> [Challenge]: Retype every one of the following rows without changing a single character.

:::::

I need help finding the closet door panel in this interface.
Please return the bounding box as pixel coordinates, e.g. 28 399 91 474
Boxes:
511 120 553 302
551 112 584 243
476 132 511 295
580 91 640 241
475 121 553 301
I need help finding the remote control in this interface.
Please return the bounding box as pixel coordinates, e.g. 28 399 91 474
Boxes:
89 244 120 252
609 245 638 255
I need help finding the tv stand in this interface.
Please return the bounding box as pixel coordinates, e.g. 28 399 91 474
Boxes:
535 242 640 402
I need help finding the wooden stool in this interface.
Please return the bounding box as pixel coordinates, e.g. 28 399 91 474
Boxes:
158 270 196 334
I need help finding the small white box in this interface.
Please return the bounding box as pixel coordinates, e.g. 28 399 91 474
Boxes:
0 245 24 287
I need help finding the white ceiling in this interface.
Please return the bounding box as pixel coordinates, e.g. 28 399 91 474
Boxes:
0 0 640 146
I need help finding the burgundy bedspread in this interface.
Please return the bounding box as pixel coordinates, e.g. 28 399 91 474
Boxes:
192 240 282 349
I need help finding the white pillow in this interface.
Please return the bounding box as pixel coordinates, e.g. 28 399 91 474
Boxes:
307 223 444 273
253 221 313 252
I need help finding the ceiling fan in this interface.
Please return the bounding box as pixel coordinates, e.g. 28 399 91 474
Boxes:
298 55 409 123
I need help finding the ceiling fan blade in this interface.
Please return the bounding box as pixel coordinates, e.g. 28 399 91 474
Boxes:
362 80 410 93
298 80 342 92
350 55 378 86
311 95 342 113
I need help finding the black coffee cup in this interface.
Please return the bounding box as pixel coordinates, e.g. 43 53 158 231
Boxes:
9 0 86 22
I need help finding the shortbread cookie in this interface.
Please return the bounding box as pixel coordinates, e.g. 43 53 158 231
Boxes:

:::::

> [Solved problem]:
I need help finding the closet door panel in this interface.
Please return the bounding box as pixel coordinates, e.g. 28 399 91 474
Boxes:
511 120 553 302
551 112 584 243
476 132 511 295
580 91 640 241
475 121 553 301
I need help finding the remote control in this interface.
Please return the bounding box as pixel coordinates, e.g. 28 399 91 474
Boxes:
89 244 120 252
609 245 638 255
I need help finding the tv stand in this interface.
Please return the bounding box as pixel coordinates, e.g. 28 399 91 474
Boxes:
535 242 640 402
I need help finding the wooden stool in this interface.
Please return the bounding box as pixel coordinates, e.g. 28 399 91 474
Boxes:
158 270 196 334
I need help finding the small white box in this interface.
Please return the bounding box as pixel coordinates, e.g. 28 399 91 474
Boxes:
0 245 24 287
I need help finding the white ceiling in this interface.
Please return the bounding box as pixel coordinates, e.g. 28 399 91 474
Boxes:
0 0 640 146
I need help finding the burgundy bedspread in this interface.
Please return the bounding box as pixel coordinates, e.g. 28 399 91 474
Boxes:
192 240 282 349
I need help finding the white pillow in this interface.
Please return the bounding box as pixel coordinates, e.g. 28 399 91 474
Boxes:
307 223 444 273
253 221 313 252
I need help finding the ceiling fan in this interface.
Please return the bounding box as pixel coordinates, e.g. 28 399 91 474
Boxes:
298 55 409 123
I need help finding the ceiling fan blade in this interface.
Please return the bounding box as pixel coordinates, e.g. 28 399 91 474
Boxes:
362 80 410 93
298 80 342 92
350 55 378 86
311 95 342 113
I need help finding the black coffee cup in this interface.
Please return the bounding box as pixel coordinates, e.g. 43 53 158 231
Boxes:
9 0 86 22
I need help finding the shortbread cookie in this interface.
Please return the bounding box as pixel coordinates, e.g. 43 53 158 231
Boxes:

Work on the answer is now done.